--- start ---

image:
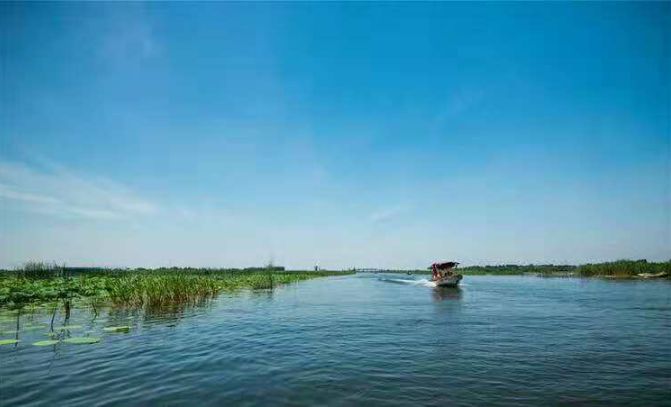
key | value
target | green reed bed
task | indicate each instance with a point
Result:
(626, 269)
(136, 288)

--- end ---

_PROMPT_:
Rewrite the rows above without the pictures, keeping each request unchanged. Shift every point in the results by adding 136 to both its x and y coordinates.

_EXERCISE RESULT_:
image:
key | value
target | green reed bed
task | indicate each instance with a point
Result:
(762, 405)
(272, 424)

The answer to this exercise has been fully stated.